- _Set problem_
Return the records below without any change, starting at the line that contains "Pick out the chair" and continuing through the end of the records.

### Exercise input

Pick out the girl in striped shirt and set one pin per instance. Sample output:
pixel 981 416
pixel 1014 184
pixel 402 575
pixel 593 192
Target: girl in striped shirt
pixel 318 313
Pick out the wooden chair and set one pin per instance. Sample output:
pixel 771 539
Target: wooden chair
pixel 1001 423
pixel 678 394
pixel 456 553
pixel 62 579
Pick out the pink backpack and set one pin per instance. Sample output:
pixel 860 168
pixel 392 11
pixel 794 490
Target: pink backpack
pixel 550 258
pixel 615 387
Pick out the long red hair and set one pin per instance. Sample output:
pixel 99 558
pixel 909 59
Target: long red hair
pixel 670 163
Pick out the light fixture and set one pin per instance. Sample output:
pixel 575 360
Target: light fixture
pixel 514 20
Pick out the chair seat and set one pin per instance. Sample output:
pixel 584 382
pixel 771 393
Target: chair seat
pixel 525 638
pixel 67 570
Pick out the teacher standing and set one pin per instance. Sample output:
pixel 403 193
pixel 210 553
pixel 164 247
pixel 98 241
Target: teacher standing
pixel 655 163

######

- _Full output_
Pick out the chair seat and set one pin per instance. Sample output:
pixel 584 382
pixel 771 393
Target: chair seat
pixel 525 638
pixel 67 570
Pick out the teacher standing and set one pin per instance. Sample output:
pixel 403 193
pixel 210 553
pixel 164 247
pixel 98 241
Target: teacher standing
pixel 655 163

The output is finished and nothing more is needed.